Your tasks
1. Revise the stretch of the Kandinsky text from "In manipulation of" through "at one moment.", putting "length of time" in place of "duration of time".
2. Carry on the Kandinsky text about music and painting from the point where it stops.

Text to read
↓
Wassily Kandinsky on the spiritual in art, form, the inner need of the artist, and letting the painting say its own message.
A brief overview of Wassily Kandinsky before delving into his own words:
Who (Identity) | Wassily Wassilyevich Kandinsky, a Russian painter, art theorist, and pioneer of abstract art, known for his groundbreaking contributions to modern art. |
What (Contributions) | Kandinsky is celebrated for his role in developing abstract art and for his pioneering works like “Composition VII,” “Yellow-Red-Blue,” and “Composition VIII.” He explored the synthesis of color and form, believing that art could convey spiritual and emotional experiences through abstraction. |
When (Period of Influence) | Kandinsky’s influence on the world of art began in the early 20th century and extended through the Bauhaus period. His innovative approach to art has had a lasting impact on abstract and non-representational art. |
Where (Geographic Focus) | Born in Moscow, Russia, Kandinsky’s artistic journey took him through various countries, including Germany, where he played a significant role in the development of the Bauhaus school of art and design. |
Why (Artistic Philosophy) | Kandinsky’s artistic philosophy centered on the idea that art should transcend representation and engage the viewer’s inner emotions and spirituality. He believed in the power of color and form to evoke profound experiences and connections with the viewer. |
How (Technique and Style) | Known for his use of bold colors, geometric shapes, and non-representational forms, Kandinsky’s painting style is characterized by its abstract and expressive qualities. He sought to create a visual language that communicated directly with the viewer’s soul and emotions. |
This post is a collection of selected quotes and excerpts from secondary sources used for educational purposes, with citations found at the end of the article.
Color
Color is a power which directly influences the soul. Color is the keyboard, the eyes are the hammers, the soul is the piano with many strings. The artist is the hand which plays, touching one key or another, to cause vibrations in the soul. 1
Arts Informing One Another
With few exceptions music has been for some centuries the art which has devoted itself not to the reproduction of natural phenomena, but rather to the expression of the artist’s soul, in musical sound.
A painter, who finds no satisfaction in mere representation, however artistic, in his longing to express his inner life, cannot but envy the ease with which music, the most non-material of the arts today, achieves this end.
He naturally seeks to apply the methods of music to his own art. And from this results that modern desire for rhythm in painting, for mathematical, abstract construction, for repeated notes of colour, for setting colour in motion.
This borrowing of method by one art from another, can only be truly successful when the application of the borrowed methods is not superficial but fundamental.
One art must learn first how another uses its methods, so that the methods may afterwards be applied to the borrower’s art from the beginning, and suitably. The artist must not forget that in him lies the power of true application of every method, but that that power must be developed.
In manipulation of form music can achieve results which are beyond the reach of painting. On the other hand, painting is ahead of music in several particulars. Music, for example, has at its disposal duration of time; while painting can present to the spectator the whole content of its message at one moment.
↑
Given entries
↓
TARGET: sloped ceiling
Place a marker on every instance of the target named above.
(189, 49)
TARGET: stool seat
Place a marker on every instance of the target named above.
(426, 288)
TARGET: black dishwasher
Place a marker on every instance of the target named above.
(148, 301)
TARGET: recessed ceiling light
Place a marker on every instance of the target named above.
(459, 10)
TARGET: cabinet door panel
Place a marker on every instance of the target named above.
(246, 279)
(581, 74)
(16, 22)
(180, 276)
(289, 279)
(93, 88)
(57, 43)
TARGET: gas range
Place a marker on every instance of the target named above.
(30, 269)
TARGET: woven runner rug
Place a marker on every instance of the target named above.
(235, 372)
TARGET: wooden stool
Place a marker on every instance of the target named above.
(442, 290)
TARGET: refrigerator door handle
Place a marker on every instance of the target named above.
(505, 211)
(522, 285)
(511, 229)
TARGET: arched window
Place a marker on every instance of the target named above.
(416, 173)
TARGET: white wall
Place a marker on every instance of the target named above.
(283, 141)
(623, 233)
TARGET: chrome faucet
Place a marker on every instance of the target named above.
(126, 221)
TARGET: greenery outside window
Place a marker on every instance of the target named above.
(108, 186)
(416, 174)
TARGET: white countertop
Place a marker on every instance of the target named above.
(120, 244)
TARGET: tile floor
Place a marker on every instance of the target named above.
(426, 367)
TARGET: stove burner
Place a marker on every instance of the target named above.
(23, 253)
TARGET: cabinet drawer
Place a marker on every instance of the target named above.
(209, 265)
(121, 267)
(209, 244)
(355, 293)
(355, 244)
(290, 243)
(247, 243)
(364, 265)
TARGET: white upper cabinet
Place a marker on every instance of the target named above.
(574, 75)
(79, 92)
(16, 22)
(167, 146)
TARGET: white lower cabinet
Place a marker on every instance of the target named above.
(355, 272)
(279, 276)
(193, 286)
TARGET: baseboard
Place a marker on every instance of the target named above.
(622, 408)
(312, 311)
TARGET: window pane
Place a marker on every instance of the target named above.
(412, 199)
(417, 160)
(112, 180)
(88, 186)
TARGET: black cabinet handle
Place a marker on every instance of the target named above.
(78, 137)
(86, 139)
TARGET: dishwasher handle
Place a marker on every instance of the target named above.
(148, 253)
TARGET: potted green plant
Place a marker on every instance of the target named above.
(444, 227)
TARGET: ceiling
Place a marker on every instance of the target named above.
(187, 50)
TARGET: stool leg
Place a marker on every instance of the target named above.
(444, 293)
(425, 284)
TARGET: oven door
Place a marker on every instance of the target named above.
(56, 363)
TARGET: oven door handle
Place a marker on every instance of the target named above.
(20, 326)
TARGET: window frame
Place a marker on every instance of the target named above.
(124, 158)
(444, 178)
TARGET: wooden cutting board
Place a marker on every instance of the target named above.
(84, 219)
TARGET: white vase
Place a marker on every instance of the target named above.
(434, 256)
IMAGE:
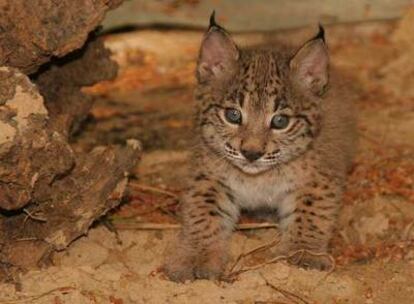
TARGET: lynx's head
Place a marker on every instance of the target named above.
(259, 108)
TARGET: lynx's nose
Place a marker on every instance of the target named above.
(251, 155)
↑
Results
1.
In manipulation of form music can achieve results which are beyond the reach of painting. On the other hand, painting is ahead of music in several particulars. Music, for example, has at its disposal length of time; while painting can present to the spectator the whole content of its message at one moment.

2.
Music, which is outwardly unfettered by nature, needs no definite form for its expression. Painting today is almost exclusively concerned with the reproduction of natural forms and phenomena. Her business is now to test her strength and methods, to know herself as music has done for a long time, and then to use her powers to a truly artistic end.And so the arts are encroaching one upon another, and from a proper use of this encroachment will rise the art that is truly monumental. Every man who steeps himself in the spiritual possibilities of his art is a valuable helper in the building of the spiritual pyramid which will some day reach to heaven. 1
Pure Art
The tendency of a work of art may be very simple, but provided it is not dictated by any external motive and provided it is not working to any material end, the harmony will be pure. 1
Yellow
Yellow, if steadily gazed at in any geometrical form, has a disturbing influence, and reveals in the colour an insistent, aggressive character. The intensification of the yellow increases the painful shrillness of its note.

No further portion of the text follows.